SELECTED EXTRACT:
-- Opening Marker --

# Three-Dimensional Infinite Cluster Function as a Descriptor of Through-Plane Effective Conductivity in Porous Electrodes of Membrane Electrode Assemblies

**Authors:** Abimael Rodriguez, Jaime Ortegón, Abraham Rios, Carlos Couder, Romeli Barbosa

PMC · DOI: 10.3390/ma19050835 · 2026-02-24

## TL;DR

This paper studies how the 3D structure of porous electrodes affects their conductivity, showing that connectivity quality, not just quantity, determines performance.

## Contribution

The study introduces a new descriptor, the three-dimensional infinite cluster function, to evaluate through-plane conductivity in MEA electrodes.

## Key findings

- OCF morphology shows the highest normalized conductivity due to vertically coherent channels.
- MFM1 underperforms due to laminated constrictions despite high spanning-cluster fraction.
- Conductivity magnitude depends on percolating-skeleton quality, not just phase amount.

-- Closing Marker --

PROBLEMS TO SOLVE:
- a) Who are all the authors listed in the paper summary?
- b) Retype the paper summary from "# Three-Dimensional Infinite" up to and including "in MEA electrodes.".
Use only the paper summary to answer.

DATA SECTION:
-- Opening Marker --

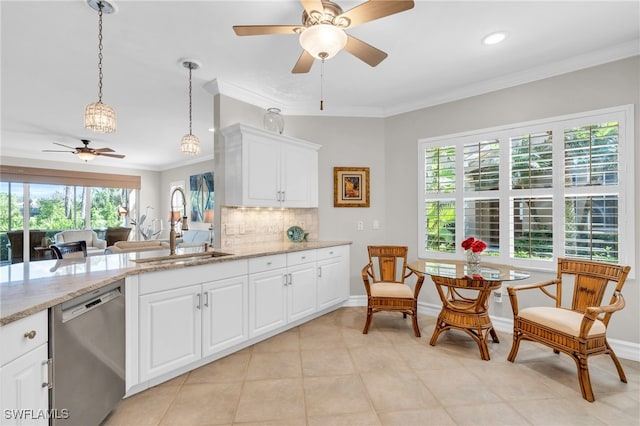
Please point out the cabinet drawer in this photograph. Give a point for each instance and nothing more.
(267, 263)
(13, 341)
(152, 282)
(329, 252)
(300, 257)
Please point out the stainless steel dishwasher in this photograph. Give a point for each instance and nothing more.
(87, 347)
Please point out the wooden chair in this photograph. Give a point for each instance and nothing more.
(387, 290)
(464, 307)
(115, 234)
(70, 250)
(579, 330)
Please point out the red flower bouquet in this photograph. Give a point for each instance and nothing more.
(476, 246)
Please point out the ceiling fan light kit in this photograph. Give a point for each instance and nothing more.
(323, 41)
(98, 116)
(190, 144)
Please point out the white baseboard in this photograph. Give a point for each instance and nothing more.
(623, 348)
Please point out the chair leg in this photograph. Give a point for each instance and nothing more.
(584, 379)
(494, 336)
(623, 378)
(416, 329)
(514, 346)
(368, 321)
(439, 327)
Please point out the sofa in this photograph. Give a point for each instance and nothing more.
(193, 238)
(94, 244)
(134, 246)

-- Closing Marker --
-- Opening Marker --

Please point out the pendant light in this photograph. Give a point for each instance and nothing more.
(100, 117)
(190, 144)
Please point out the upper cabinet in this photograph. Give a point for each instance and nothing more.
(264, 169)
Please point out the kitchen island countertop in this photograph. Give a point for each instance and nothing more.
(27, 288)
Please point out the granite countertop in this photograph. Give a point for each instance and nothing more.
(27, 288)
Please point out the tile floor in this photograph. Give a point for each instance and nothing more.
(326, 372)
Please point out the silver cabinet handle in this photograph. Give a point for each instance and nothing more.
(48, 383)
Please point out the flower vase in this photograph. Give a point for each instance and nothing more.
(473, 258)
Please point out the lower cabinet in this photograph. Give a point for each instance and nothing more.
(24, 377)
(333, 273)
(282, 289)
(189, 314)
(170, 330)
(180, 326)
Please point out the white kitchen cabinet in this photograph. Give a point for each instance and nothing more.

-- Closing Marker --

ANSWER SECTION:
- a) Abimael Rodriguez, Jaime Ortegón, Abraham Rios, Carlos Couder, Romeli Barbosa

- b)
# Three-Dimensional Infinite Cluster Function as a Descriptor of Through-Plane Effective Conductivity in Porous Electrodes of Membrane Electrode Assemblies

**Authors:** Abimael Rodriguez, Jaime Ortegón, Abraham Rios, Carlos Couder, Romeli Barbosa

PMC · DOI: 10.3390/ma19050835 · 2026-02-24

## TL;DR

This paper studies how the 3D structure of porous electrodes affects their conductivity, showing that connectivity quality, not just quantity, determines performance.

## Contribution

The study introduces a new descriptor, the three-dimensional infinite cluster function, to evaluate through-plane conductivity in MEA electrodes.